Altre due le aveva perse, nel 1963 e nel 1965, in finale contro il Milan di Altafini e Rivera e contro l’Inter di Herrera. Perché Eusébio da Silva Ferreira è stato campione in un’epoca di campioni, ha sfiorato l’ultimo splendore dei Di Stéfano, Gento, Puskás, Santamaría, ha giostrato nell’epoca dei Garrincha, Altafini, Suarez, Bobby Charlton, Beckenbauer, Rivera, Pelé, coetaneo di Zoff, Facchetti e Mazzola.
Tutti quelli che, a suo dire, mancano al calcio attuale. E lamenta quella penuria che «al giorno d’oggi porta i tecnici a privilegiare il collettivo ed il risultato».
Lui, l’uomo che ha conquistato undici scudetti, cinque Coppe del Portogallo, le suddette Coppe dei Campioni, sette volte capocannoniere portoghese, Pallone d’oro nel 1965, Scarpa d’oro mondiale 1966, capocannoniere ai Mondiali d’Inghilterra con 9 goal, 313 reti in 291 gare con il Benfica (una media di 1,08 a partita), 64 presenze in Nazionale e 41 goal (record portoghese), che appese le scarpe al chiodo nel 1975 per poi riprenderle e concedersi due anni di esperienza americana, prima di tornare a Lisbona entrando con mansioni varie nello staff tecnico del Benfica, dice di non vivere di ricordi, «perché questo non aiuta ad andare avanti ed i paragoni con me ed i miei tempi non hanno senso».
_____
QUESITO BREVE A:
Nel testo su Eusébio, in quale anno il calciatore vinse il Pallone d'oro?
_____
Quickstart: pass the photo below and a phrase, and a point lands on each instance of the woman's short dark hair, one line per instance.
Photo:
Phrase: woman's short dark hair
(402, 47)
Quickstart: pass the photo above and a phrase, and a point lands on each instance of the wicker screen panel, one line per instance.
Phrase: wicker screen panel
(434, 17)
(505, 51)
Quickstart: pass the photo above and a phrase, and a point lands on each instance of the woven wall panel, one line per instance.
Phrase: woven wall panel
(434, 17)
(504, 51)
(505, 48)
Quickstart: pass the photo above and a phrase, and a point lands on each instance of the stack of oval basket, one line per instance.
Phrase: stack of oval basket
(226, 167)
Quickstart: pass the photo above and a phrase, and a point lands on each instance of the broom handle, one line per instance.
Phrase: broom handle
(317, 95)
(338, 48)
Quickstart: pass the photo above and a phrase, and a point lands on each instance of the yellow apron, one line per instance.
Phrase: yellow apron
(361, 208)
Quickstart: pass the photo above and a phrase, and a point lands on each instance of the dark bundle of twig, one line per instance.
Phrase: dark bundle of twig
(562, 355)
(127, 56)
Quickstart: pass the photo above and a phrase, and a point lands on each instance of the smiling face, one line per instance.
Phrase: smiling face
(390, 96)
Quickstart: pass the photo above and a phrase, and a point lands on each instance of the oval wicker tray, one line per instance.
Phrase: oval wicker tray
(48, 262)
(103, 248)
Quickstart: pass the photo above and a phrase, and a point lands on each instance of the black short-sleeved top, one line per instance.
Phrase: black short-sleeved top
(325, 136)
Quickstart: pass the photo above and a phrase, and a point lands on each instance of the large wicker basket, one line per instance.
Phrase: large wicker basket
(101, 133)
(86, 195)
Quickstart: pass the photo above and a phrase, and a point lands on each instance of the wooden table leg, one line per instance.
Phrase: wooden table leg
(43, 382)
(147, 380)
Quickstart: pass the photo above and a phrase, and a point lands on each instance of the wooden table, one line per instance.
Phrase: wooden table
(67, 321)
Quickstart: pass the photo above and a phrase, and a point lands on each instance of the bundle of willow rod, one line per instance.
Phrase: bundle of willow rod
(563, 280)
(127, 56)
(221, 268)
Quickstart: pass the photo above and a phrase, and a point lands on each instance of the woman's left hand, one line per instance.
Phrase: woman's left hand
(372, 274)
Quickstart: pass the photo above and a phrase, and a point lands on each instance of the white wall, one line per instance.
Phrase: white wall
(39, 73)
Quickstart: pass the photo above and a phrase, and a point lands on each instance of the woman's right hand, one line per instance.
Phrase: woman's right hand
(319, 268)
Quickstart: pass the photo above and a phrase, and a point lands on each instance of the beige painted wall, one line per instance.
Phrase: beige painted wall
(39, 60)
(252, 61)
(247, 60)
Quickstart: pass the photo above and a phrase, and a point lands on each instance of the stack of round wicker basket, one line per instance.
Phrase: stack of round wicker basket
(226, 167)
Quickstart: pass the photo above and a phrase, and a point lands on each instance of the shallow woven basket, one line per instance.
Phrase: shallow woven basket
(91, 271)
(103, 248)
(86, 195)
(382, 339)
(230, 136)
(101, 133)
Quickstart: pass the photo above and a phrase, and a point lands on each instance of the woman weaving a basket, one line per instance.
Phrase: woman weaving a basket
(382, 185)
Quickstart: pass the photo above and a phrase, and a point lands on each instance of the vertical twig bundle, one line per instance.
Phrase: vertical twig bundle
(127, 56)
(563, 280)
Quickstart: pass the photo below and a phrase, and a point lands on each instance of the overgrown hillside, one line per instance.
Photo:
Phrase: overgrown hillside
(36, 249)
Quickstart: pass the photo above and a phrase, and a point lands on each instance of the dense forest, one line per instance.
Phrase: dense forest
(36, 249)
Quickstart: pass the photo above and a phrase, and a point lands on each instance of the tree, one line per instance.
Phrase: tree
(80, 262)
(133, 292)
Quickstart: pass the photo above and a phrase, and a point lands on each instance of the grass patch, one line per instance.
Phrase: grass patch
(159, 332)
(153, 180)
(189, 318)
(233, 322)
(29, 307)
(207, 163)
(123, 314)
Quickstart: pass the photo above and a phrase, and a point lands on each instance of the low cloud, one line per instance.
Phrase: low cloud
_____
QUESITO BREVE B:
Mostra tutte le righe dell'elenco in cui compare la stringa "stack". Maiuscole e minuscole contano.

RISPOSTA SCRITTA A:
Nel 1965.

RISPOSTA SCRITTA B:
Quickstart: pass the photo above and a phrase, and a point lands on each instance of the stack of oval basket, one line per instance.
Phrase: stack of oval basket
Quickstart: pass the photo above and a phrase, and a point lands on each instance of the stack of round wicker basket, one line per instance.
Phrase: stack of round wicker basket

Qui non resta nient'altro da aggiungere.